◆ **Task requirements**
Nothing in the entries should change; repeat them exactly.

*** Supplied data Section Begins ***

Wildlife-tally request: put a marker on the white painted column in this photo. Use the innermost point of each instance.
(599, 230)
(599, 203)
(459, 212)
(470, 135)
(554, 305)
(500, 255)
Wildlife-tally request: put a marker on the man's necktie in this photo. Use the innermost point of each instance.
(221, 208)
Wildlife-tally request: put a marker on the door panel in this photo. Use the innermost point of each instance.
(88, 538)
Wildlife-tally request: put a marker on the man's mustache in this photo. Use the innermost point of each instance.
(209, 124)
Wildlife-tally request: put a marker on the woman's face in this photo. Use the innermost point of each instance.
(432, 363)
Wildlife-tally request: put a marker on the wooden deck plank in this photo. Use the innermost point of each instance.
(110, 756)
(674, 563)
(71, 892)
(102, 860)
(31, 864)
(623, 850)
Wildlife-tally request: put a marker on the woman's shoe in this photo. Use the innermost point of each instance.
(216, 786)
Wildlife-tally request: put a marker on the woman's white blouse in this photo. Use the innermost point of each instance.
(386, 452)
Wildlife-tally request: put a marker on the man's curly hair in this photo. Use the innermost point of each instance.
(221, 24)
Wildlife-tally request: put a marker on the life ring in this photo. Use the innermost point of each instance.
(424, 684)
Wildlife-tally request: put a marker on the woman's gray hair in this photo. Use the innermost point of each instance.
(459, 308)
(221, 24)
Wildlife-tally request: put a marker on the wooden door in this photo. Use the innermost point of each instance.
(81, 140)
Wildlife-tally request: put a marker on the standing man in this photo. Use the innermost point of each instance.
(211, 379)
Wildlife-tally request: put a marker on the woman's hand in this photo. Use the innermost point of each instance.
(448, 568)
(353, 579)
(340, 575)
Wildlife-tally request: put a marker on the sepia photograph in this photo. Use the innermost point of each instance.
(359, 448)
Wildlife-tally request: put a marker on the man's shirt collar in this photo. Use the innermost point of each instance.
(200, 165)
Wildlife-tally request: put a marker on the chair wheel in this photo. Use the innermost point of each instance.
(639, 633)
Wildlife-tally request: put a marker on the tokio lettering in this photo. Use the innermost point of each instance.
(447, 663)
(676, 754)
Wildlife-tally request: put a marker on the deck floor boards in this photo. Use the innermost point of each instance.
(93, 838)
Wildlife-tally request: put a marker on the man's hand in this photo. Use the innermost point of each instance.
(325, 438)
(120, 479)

*** Supplied data Section Ends ***

◆ **Response**
Wildlife-tally request: put a marker on the white painted column in this photo. Use the innermost point of each instance.
(599, 230)
(599, 203)
(459, 212)
(470, 135)
(554, 305)
(500, 255)
Wildlife-tally request: put a marker on the man's necktie in this photo. Use the innermost point of each instance.
(221, 208)
Wildlife-tally request: put a marker on the door panel in this photo. Use the innermost point of each instance.
(88, 538)
Wildlife-tally request: put a marker on the man's mustache in this photo. Use the innermost point of each instance.
(209, 124)
Wildlife-tally request: put a marker on the woman's face in this photo. Use the innermost point of each instance.
(432, 363)
Wildlife-tally request: put a marker on the wooden deck plank in this photo. Use the innermost point of each instance.
(110, 756)
(674, 563)
(71, 892)
(102, 860)
(31, 864)
(623, 850)
Wildlife-tally request: put a marker on the woman's shoe in this photo. Use the innermost point of each instance.
(216, 786)
Wildlife-tally request: put a marker on the woman's white blouse in this photo. Use the innermost point of each instance.
(386, 452)
Wildlife-tally request: put a marker on the man's curly hair in this photo. Use the innermost point of each instance.
(221, 24)
Wildlife-tally request: put a marker on the life ring in this photo. Use the innermost point of each instance.
(424, 684)
Wildlife-tally request: put a marker on the woman's gray hair in this photo. Use the innermost point of each instance.
(459, 308)
(221, 24)
Wildlife-tally request: put a marker on the wooden door in this photo. Use the innermost point of each instance.
(81, 140)
Wildlife-tally request: put a marker on the standing man in this photo. Use the innermost point of each instance.
(211, 379)
Wildlife-tally request: put a marker on the woman's hand in this photo. Use the innermost point of each instance.
(448, 568)
(353, 579)
(340, 575)
Wildlife-tally request: put a marker on the sepia photograph in this photo. Use the innermost point of each instance.
(359, 448)
Wildlife-tally request: put a marker on the man's shirt collar in this photo. Use the innermost point of each instance.
(200, 165)
Wildlife-tally request: put a marker on the chair wheel in this photo. Use the innermost point of each instance.
(639, 633)
Wildlife-tally request: put a marker on the tokio lettering in this photo. Use the innermost point of each instance.
(447, 663)
(676, 754)
Wildlife-tally request: put a marker on the deck floor boards in this photo. Use the innermost point of each instance.
(93, 838)
Wildlife-tally request: put a marker on the man's hand in this photo. Use the innermost point of each instance.
(325, 438)
(120, 479)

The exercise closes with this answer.